-- Data for processing follows --

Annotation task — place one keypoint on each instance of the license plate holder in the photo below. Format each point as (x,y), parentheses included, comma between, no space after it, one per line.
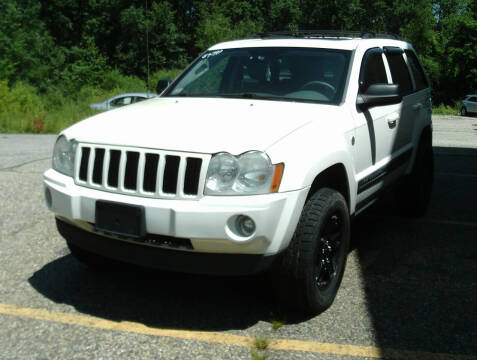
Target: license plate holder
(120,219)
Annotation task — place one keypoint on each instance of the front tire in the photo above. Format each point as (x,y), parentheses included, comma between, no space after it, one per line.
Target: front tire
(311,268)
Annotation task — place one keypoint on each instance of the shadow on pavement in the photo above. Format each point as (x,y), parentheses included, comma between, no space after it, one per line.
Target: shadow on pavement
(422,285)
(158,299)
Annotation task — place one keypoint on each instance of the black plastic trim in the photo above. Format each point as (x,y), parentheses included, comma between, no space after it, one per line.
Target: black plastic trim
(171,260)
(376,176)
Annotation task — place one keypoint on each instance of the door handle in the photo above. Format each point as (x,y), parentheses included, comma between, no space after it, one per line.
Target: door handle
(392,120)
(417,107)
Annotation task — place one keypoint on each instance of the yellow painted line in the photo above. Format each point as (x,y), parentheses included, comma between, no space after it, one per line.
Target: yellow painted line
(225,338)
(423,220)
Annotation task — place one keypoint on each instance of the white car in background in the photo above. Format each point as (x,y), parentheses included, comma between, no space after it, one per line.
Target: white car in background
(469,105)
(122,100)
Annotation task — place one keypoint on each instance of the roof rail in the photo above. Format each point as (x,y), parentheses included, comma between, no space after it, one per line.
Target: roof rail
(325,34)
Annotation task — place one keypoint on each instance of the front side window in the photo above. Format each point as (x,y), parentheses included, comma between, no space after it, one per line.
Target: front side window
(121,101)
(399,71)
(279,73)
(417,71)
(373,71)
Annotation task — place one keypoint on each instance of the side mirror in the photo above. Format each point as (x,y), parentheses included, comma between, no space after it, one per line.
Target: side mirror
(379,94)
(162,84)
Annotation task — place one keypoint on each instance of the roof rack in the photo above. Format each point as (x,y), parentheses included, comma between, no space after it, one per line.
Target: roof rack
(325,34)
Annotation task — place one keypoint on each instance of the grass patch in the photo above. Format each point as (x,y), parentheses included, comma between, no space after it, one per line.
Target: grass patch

-- Data for processing concluded --

Task instructions: What is needed is an exact reprint of every entry, pictures excluded.

Task solution:
Annotation task — place one keypoint on each instance of the license plate holder in the photo below. Format each point as (x,y), parentheses included, comma between, no space after it, one per line.
Target: license plate holder
(120,219)
Annotation task — place one keypoint on each instance of the front tire in the photo above. Format each point as (x,y), parentheses included, comma between, no space after it, one per line.
Target: front tire
(311,268)
Annotation task — place one keypoint on each instance of the shadow on pavement in the photo above. Format each point as (x,y), parentheses included, comma between, no space after it, one per line.
Target: shadow on pavement
(422,285)
(158,299)
Annotation task — place one keypoint on each instance of the black plastic trim in the photo above. Format each point as (x,y), parentheses included, comma between, no space after it, one per line.
Target: black plastic trim
(171,260)
(376,176)
Annotation task — place one keypoint on each instance of the door handle in the photo above. Format each point as (x,y), parentheses included, comma between, no space after it, one per line.
Target: door handle
(392,120)
(417,107)
Annotation task — place one keypoint on each instance of the yellow painted line in the photo above. Format each point as (x,y), parentheses included, comma between, no space after it, one per line.
Target: yellow painted line
(225,338)
(423,220)
Annotation task — place one keypoint on each instance of the white car in background in the photo above. Format each point as (x,y), parentheses included, comma between, no space after it, one per line.
Target: white car in background
(469,105)
(122,100)
Annotation task — place one keypoint on each instance of the roof rail in the photo above. Format each point as (x,y), parentheses included, comma between, no space after it, one per line.
Target: roof rail
(325,34)
Annotation task — place one keypoint on each instance of the front side window in the photo above. Format each point as (x,y), parentheses included, comma between, no space after it, one per line.
Target: front side window
(121,101)
(399,71)
(279,73)
(417,71)
(373,71)
Annotation task — place one keypoint on each instance of the side mirror in the photo above. Format each point as (x,y), parentheses included, comma between, no space after it, one per line.
Target: side mirror
(379,94)
(162,84)
Annotation task — place one keypoint on each instance of the roof rack in the photo above. Format each point as (x,y), parentheses included, comma between, no space after it, one per line.
Target: roof rack
(325,34)
Annotation task — place one keypoint on each instance of the grass patch in the photo above. Format each point as (x,y), parentheses included, comma between, no space after it, one per line.
Target: grass patch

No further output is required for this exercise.